Give the data again exactly, from its opening line through the line in which "Provide the segmentation of every instance of the green stem" appears.

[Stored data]

________

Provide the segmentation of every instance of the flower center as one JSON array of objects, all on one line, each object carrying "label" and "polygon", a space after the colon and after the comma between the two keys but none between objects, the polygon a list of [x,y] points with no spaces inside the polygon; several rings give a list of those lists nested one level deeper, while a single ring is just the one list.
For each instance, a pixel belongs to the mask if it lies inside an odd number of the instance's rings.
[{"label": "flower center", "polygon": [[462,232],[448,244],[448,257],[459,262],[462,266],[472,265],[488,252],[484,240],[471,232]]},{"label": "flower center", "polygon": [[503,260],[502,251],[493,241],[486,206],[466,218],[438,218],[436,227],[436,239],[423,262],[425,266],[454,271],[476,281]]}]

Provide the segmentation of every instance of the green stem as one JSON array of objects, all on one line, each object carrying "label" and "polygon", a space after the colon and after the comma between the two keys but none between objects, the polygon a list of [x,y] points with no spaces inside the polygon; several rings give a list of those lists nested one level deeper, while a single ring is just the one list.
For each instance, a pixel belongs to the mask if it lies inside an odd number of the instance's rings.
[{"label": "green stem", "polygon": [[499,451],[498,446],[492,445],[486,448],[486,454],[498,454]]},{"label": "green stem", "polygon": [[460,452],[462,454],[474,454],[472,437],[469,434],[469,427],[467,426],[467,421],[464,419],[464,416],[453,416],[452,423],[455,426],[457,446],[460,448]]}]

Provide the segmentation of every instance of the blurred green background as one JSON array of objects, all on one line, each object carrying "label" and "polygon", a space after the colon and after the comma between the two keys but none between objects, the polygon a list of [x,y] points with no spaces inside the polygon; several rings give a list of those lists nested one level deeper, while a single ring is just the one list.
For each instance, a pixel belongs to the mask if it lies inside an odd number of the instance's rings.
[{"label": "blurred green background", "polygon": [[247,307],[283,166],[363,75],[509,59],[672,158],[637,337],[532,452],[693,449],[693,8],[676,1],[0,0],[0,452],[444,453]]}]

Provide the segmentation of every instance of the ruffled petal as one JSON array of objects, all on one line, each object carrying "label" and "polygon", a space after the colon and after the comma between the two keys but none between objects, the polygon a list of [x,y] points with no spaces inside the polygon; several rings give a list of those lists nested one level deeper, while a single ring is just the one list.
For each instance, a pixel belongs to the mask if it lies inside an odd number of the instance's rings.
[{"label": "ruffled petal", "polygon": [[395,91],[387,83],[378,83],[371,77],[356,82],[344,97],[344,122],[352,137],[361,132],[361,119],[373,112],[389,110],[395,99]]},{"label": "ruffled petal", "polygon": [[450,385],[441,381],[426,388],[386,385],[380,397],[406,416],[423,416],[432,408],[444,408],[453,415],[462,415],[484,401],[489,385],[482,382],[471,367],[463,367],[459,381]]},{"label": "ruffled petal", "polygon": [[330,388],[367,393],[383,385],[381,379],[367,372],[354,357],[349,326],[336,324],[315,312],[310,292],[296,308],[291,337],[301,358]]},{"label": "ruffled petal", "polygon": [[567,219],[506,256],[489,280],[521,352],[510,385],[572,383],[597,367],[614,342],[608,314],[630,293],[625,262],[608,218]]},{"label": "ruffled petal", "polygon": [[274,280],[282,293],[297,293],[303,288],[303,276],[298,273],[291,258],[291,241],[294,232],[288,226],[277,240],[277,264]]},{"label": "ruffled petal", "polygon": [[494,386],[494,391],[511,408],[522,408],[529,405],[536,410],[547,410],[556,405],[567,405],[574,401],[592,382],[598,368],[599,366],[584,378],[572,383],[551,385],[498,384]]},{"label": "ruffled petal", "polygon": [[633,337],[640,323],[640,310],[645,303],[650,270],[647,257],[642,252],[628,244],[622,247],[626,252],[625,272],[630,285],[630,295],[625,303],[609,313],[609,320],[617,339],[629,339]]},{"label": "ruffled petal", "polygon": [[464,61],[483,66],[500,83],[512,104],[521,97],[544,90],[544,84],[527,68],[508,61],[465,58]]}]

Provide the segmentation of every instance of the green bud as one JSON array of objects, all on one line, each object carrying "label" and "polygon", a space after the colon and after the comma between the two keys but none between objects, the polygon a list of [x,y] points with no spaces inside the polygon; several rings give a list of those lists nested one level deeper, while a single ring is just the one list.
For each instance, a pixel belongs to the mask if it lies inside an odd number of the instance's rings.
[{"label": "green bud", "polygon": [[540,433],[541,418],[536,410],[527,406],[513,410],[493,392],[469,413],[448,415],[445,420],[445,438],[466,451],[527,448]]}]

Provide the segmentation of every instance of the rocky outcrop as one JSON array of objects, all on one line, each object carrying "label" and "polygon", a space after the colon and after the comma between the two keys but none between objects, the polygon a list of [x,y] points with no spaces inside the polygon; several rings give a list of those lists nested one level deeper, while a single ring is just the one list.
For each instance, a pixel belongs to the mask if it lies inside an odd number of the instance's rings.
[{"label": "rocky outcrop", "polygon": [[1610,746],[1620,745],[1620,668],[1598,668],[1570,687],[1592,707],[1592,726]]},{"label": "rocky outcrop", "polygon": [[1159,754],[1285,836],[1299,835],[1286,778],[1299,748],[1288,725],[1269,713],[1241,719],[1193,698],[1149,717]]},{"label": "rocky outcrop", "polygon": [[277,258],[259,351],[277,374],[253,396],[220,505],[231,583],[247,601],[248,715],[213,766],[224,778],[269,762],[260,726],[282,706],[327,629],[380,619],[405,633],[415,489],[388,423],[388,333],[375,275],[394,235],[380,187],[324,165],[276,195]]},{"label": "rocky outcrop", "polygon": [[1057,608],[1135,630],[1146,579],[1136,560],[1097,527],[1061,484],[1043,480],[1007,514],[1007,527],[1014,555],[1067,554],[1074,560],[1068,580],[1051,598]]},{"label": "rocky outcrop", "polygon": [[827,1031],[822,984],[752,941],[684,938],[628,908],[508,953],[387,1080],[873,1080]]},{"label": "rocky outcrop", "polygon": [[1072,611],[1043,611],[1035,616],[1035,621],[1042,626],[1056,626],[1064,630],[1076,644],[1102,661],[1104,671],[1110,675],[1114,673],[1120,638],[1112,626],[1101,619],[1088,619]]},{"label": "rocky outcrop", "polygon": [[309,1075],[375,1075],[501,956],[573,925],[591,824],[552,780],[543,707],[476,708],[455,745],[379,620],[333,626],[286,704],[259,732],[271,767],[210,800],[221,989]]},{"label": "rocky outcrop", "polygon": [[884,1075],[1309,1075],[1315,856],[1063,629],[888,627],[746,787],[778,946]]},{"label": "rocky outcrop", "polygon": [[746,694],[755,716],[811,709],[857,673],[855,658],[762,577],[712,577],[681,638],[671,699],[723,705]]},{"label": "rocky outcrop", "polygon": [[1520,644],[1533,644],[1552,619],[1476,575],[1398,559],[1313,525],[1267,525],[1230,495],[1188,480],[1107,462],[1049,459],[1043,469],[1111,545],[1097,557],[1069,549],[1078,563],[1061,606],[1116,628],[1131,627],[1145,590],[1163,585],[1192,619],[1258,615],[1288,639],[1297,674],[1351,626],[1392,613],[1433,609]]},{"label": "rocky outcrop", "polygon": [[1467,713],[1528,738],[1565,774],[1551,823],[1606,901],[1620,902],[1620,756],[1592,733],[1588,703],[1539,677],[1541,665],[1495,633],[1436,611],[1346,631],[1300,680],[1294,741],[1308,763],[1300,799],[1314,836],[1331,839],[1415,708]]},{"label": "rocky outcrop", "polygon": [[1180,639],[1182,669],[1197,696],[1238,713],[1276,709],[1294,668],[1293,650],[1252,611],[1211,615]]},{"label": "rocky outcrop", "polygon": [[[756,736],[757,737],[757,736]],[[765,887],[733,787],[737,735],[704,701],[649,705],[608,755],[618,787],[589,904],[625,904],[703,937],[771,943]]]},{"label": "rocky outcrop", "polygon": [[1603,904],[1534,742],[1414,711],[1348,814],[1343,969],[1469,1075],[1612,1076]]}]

________

Your response:
Provide the segmentation of every instance of the flower center as one JSON array of objects, all on one line, each object carrying "label" and "polygon", a space after the colon and after the comma between the two keys but none between objects, the polygon a list of [x,y] points with no spaces inside the polygon; several rings give a list of those lists nested one level deeper, while a single ring is just the one list.
For each instance, a pixel belongs to the mask if it lies inside an odd number of the instance's rings.
[{"label": "flower center", "polygon": [[462,232],[448,244],[448,257],[459,262],[462,266],[472,265],[488,252],[484,240],[471,232]]},{"label": "flower center", "polygon": [[503,260],[502,251],[493,241],[486,206],[466,218],[438,218],[436,227],[436,239],[423,262],[425,266],[454,271],[476,281]]}]

Provide the segmentation of every instance of the green stem as one JSON array of objects, all on one line, each object carrying "label" and "polygon", a space after the colon and after the comma between the two keys but none between objects, the polygon a list of [x,y] points with no spaces inside the polygon; several rings give a list of those lists nested one level deeper, while a single ring is just the one list.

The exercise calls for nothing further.